- **TEXT**

###

Architecture Diagram (At a Glance)

[Phone / Laptop]
      |
  SSH over Tailscale (private mesh)
      |
[Gateway Container]  (forced command, no shell)
      |
 Docker internal network
      |
[Ollama Container]   (local inference)
      |
 [Local Models]

There is:

  • No public HTTP endpoint
  • No router port forwarding (recommended)
  • No password authentication
  • No interactive shell access

Documentation (Security-First)

  • ARCHITECTURE.md (system structure and boundaries)
  • THREAT_MODEL.md (assets, threats, mitigations, residual risk)
  • SECURITY.md (security policy and reporting)

Security Decisions Explained

Why SSH Instead of HTTP?

  • Mature key-based authentication
  • Smaller exposed surface
  • Avoids common web server attack classes
  • Simple revocation model (remove a key, access is gone)

Why Forced Command?

SSH is configured with a forced command (command="..." in authorized_keys):

  • Prevents shell access
  • Prevents arbitrary command execution
  • Limits capability to the chat program only

Principle applied: Least Privilege.

###

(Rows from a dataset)
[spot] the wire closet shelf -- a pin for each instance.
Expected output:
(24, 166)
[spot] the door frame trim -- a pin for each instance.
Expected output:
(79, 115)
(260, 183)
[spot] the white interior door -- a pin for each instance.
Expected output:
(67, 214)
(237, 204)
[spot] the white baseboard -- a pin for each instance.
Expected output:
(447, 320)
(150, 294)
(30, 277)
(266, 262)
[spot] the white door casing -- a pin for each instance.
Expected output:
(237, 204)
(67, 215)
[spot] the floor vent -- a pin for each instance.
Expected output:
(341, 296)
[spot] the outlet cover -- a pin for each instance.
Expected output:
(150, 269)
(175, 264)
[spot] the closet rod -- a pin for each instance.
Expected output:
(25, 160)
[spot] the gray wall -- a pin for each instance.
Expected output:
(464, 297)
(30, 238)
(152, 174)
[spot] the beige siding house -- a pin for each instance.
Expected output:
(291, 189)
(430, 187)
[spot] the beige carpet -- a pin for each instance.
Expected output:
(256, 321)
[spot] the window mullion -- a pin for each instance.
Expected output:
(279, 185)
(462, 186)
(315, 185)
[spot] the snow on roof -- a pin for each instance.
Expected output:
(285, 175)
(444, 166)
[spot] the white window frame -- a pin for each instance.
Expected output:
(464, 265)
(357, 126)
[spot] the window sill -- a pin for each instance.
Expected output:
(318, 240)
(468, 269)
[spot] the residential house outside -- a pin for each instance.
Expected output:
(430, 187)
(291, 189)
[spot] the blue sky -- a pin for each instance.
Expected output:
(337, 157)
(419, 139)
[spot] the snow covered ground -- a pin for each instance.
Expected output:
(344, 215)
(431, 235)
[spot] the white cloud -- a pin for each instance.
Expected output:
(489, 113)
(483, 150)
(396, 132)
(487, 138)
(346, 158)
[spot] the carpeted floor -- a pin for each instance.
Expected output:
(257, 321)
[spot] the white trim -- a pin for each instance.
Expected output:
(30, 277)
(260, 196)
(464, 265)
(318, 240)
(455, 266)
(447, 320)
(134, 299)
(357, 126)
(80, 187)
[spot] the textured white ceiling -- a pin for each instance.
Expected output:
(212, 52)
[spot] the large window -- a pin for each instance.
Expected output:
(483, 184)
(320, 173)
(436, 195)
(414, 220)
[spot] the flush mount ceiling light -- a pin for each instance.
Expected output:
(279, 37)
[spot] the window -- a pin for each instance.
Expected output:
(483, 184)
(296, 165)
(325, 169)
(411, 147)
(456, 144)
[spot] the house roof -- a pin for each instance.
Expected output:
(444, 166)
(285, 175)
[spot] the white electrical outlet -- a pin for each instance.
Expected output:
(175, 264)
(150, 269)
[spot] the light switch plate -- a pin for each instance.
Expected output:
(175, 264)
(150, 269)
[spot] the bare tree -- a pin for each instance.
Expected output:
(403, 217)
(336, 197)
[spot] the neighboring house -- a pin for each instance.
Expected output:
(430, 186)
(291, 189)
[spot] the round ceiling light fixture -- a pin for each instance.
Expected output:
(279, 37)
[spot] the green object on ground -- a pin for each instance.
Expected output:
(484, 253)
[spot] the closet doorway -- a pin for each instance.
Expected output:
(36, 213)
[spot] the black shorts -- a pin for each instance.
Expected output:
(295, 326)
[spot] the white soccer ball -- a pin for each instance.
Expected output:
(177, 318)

###

- **AIM 1**
According to the SSH gateway text, what security principle does the forced command apply?
- **AIM 2**
Quote the SSH gateway text between "SSH is configured" and "applied: Least Privilege.", inclusive.
- **AIM 3**
Extend the SSH gateway text from its last sentence onward.

- **EXERCISE OUTPUT 1**
Least Privilege.

- **EXERCISE OUTPUT 2**
SSH is configured with a forced command (command="..." in authorized_keys):

  • Prevents shell access
  • Prevents arbitrary command execution
  • Limits capability to the chat program only

Principle applied: Least Privilege.

- **EXERCISE OUTPUT 3**
Why Bind Only to the Tailscale IP?

Binding to 0.0.0.0 increases exposure.

Instead, bind the SSH port to your host’s Tailscale IP (100.x):

  • Service is reachable only inside the private mesh
  • No router port forwarding required
  • Reduces scanning and remote exploitation risk

Threat Model Summary

Assets considered:

  • Host machine
  • Docker daemon
  • Gateway container
  • Ollama container
  • SSH keys
  • Tailscale identity

Threats considered:

  • Unauthorized remote access
  • SSH key compromise
  • Container escape / privilege escalation
  • Misconfiguration exposure
  • Supply chain vulnerabilities

See THREAT_MODEL.md for full analysis.


Security Controls Implemented (Template Baseline)

  • SSH key-only authentication (no passwords)
  • Forced-command execution (no interactive shell)
  • Docker internal networking (gateway can reach Ollama; Ollama not exposed externally)
  • Tailscale-only exposure (recommended binding)
  • Minimal container responsibility (single-purpose design)

Known Limitations (Residual Risk)

This is not a production-hardened enterprise system.

Residual risks include:

  • Compromised user device (stolen SSH key)
  • Docker zero-day vulnerability
  • Host OS compromise
  • Tailscale account compromise

Security is risk reduction, not risk elimination.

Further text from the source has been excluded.